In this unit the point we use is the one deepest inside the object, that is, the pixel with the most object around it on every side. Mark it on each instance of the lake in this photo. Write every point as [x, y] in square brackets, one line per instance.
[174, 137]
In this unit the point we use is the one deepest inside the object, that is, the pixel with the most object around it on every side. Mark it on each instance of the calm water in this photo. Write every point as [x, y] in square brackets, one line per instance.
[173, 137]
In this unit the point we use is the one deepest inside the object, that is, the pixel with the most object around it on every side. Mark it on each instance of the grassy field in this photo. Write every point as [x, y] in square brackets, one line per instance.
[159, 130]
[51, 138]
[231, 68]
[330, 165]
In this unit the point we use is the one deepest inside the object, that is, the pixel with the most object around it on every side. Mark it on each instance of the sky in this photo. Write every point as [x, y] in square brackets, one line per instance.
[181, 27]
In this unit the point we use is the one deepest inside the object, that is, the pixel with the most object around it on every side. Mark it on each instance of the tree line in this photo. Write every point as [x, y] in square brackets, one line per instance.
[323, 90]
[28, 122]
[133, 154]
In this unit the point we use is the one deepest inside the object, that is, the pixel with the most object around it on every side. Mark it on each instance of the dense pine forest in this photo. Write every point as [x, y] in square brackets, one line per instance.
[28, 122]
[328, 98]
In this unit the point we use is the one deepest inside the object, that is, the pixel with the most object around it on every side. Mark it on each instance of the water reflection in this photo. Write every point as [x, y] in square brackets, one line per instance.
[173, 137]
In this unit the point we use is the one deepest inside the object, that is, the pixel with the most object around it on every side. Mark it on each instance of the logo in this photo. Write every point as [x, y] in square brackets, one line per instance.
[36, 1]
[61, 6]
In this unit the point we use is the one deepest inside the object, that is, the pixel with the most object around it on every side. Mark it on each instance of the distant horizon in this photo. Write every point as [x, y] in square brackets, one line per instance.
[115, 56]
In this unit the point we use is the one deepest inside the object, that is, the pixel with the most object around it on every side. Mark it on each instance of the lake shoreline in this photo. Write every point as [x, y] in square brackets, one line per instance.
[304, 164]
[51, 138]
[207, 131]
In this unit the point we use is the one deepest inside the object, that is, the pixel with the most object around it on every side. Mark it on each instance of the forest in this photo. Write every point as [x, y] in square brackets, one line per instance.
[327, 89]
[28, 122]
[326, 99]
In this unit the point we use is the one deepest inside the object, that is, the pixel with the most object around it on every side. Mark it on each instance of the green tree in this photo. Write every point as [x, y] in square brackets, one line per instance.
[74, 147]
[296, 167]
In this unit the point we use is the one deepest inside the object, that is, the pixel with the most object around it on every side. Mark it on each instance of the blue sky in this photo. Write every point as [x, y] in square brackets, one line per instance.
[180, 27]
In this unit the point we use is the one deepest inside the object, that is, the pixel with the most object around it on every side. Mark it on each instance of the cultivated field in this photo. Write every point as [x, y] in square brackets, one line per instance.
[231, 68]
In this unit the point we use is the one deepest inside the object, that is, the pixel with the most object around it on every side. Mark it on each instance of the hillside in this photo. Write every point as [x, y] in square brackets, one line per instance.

● WRITTEN EXERCISE: Reproduce the material precisely, including every line.

● RESULT OF THE EXERCISE:
In this unit the point we use is the one deepest inside the object, that is, the pixel with the most object around it on every side. Mark it on each instance of the lake in this photo. Write every point as [x, y] in square brackets, one line per instance.
[174, 137]
In this unit the point we use is the one deepest inside the object, that is, the pixel with the most object around it on every side. Mark it on each instance of the calm water in this photo. Write every point as [x, y] in square brackets, one line per instance.
[173, 137]
In this unit the point we use is the one deepest inside the object, that is, the pixel with the most object around it on every side. Mark it on each instance of the grassy field in this photo. Write every point as [x, y] in square brackets, one line per instance.
[159, 130]
[51, 138]
[231, 68]
[330, 165]
In this unit the point we use is the one deepest inside the object, that is, the pixel with the most object around it on every side. Mark it on each instance of the sky in this photo. Write every point as [x, y] in square brackets, one line per instance.
[181, 27]
In this unit the point we use is the one deepest inside the object, that is, the pixel with the most object around it on every side. Mark it on each instance of the tree line in this photo. Write every point as [x, y] in square brackets, one line per instance.
[323, 90]
[28, 122]
[133, 154]
In this unit the point we use is the one deepest inside the object, that is, the pixel with the most object around it on every side. Mark it on each instance of the dense pine forest in this photo. Write every point as [x, y] in square brackets, one line per instance.
[28, 122]
[328, 98]
In this unit the point we use is the one deepest inside the object, that is, the pixel with the most object around it on every side. Mark it on each instance of the water reflection in this photo. Write every point as [x, y] in square brackets, one line per instance.
[173, 137]
In this unit the point we use is the one deepest inside the object, that is, the pixel with the most object around it on every side. Mark it on each instance of the logo in this photo. Write every point as [x, y] in square brackets, one line per instance.
[36, 1]
[61, 6]
In this unit the point we use is the one deepest inside the object, that is, the pixel with the most object around it on every side. Mark it on each instance of the distant horizon in this photo. Write every point as [x, y] in square brackets, one line per instance.
[115, 56]
In this unit the point we use is the one deepest inside the object, that is, the pixel with the most object around it on every side. Mark it on each instance of the lake shoreline in this photo. Write every point as [x, y] in square brackets, one line per instance.
[304, 164]
[51, 138]
[207, 131]
In this unit the point we use is the one deepest inside the object, that is, the pixel with the most object around it on every side. Mark it on each instance of the forest in this photo. Write every point as [x, y] in square brackets, one line per instance.
[327, 89]
[28, 122]
[326, 99]
In this unit the point we use is the one deepest inside the object, that is, the pixel with the most object around it on every side. Mark it on each instance of the green tree in this photo. Write every point as [x, y] in square brackets, one line per instance.
[74, 147]
[296, 167]
In this unit the point we use is the one deepest inside the object, that is, the pixel with the most object around it on every side. Mark it on each instance of the blue sky in this photo. Write every point as [x, y] in square brackets, one line per instance.
[180, 27]
In this unit the point we use is the one deepest inside the object, that is, the pixel with the most object around it on every side. Mark it on each instance of the cultivated field in this photo. Write every point as [x, y] in square brackets, one line per instance.
[231, 68]
In this unit the point we use is the one deepest inside the object, that is, the pixel with the most object around it on every side. Mark it on each instance of the hillside in this photo. Write every point as [x, y] in square brackets, one line per instance.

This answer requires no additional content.